[Object pointing dataset records]

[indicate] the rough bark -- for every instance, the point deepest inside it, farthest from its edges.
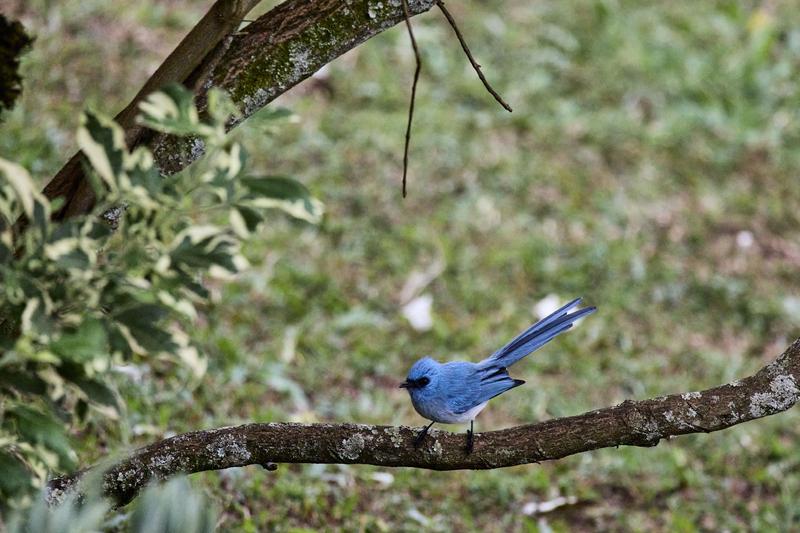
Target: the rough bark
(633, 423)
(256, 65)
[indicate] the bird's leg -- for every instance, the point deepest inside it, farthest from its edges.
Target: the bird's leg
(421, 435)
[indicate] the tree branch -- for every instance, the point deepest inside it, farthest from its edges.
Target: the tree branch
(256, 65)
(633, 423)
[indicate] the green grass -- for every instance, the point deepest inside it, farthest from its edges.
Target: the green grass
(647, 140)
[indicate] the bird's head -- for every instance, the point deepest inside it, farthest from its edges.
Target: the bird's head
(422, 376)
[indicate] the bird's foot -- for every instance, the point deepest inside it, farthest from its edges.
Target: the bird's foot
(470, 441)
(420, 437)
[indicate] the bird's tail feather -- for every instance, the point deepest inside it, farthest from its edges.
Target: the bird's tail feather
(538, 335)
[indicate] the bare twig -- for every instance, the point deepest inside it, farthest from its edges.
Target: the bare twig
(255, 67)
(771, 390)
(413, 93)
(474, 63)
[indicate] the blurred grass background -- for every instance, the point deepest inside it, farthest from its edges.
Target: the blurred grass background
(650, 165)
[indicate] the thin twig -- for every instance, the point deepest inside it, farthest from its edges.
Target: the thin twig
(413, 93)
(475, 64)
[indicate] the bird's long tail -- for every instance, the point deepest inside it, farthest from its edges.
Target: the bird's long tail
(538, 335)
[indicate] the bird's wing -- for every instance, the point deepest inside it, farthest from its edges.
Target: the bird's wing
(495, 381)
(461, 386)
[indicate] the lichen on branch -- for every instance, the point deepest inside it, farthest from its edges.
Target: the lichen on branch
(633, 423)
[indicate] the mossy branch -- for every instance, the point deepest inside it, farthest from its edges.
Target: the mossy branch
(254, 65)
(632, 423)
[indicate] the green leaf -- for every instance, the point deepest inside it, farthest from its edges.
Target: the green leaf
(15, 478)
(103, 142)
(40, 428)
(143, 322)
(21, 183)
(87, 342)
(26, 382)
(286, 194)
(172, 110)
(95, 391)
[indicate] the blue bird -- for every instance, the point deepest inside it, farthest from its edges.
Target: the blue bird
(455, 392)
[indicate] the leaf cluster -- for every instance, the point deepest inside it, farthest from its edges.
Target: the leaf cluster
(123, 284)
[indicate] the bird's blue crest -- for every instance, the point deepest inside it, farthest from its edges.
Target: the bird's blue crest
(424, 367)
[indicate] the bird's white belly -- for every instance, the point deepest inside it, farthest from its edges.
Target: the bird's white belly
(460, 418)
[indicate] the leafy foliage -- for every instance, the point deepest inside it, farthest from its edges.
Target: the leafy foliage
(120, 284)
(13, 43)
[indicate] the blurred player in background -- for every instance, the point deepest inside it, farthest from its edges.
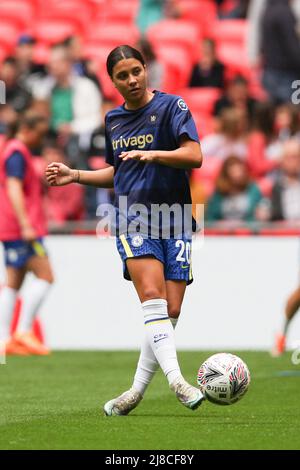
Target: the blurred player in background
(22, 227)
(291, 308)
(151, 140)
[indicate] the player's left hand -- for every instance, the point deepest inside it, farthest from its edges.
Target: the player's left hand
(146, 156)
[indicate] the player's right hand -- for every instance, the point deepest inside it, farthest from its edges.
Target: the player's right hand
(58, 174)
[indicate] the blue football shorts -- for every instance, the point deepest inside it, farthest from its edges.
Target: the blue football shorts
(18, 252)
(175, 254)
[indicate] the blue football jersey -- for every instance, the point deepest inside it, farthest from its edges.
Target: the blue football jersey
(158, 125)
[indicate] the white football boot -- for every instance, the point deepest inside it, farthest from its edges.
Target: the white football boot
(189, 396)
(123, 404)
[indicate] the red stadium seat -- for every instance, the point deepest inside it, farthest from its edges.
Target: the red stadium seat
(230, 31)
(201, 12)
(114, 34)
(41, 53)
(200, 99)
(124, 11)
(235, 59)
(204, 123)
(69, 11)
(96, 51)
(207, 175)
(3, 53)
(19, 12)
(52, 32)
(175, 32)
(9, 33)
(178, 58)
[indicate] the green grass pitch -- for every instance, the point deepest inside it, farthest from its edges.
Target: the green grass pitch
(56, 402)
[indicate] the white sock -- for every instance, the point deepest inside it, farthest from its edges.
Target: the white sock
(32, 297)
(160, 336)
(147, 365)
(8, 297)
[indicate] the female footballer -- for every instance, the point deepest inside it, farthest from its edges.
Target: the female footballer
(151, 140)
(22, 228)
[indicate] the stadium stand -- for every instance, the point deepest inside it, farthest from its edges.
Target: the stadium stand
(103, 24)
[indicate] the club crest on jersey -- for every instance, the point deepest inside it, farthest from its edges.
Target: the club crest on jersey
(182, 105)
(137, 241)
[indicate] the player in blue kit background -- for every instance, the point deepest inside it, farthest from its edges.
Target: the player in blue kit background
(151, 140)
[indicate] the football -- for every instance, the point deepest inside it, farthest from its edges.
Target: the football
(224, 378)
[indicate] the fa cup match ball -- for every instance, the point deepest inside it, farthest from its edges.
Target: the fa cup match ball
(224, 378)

* * *

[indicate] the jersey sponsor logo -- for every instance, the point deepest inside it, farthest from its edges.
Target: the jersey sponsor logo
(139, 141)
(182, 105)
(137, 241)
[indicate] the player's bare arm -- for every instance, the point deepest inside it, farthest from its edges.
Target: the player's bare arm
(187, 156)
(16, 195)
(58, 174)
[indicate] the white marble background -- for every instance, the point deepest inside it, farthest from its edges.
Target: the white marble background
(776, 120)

...

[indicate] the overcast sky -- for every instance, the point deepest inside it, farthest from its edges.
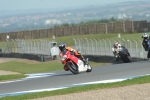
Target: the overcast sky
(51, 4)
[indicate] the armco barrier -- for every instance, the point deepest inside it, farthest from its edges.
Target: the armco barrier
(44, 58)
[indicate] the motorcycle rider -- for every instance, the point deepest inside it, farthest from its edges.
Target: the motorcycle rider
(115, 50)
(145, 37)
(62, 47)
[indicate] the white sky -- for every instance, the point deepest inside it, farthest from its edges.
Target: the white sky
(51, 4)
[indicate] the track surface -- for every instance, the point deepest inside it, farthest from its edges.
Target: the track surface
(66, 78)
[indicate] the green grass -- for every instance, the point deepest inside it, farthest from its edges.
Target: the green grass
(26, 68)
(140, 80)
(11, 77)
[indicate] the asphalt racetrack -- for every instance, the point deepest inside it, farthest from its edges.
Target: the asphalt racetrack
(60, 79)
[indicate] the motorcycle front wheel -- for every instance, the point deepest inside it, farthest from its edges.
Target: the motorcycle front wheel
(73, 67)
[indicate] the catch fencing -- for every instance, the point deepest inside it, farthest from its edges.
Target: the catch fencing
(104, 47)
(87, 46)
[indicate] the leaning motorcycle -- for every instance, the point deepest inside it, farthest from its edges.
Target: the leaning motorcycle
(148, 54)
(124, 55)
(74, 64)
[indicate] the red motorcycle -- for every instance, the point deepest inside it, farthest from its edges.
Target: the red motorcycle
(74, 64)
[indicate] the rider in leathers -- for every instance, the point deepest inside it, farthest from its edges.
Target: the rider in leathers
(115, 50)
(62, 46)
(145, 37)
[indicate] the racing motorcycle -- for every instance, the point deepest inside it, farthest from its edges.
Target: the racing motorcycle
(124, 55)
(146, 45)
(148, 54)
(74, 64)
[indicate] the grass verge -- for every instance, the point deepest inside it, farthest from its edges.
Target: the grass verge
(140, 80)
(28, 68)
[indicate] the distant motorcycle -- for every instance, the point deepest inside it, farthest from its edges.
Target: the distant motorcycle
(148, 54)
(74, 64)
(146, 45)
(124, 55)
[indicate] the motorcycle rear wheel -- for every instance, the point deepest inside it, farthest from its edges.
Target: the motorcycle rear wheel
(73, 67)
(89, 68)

**Exercise brief:** List every line in the records above that contains the word "thin".

**Task result:**
[indicate] the thin twig -- for every instance, the point deepest inside it, farthest from its edges.
Target: the thin twig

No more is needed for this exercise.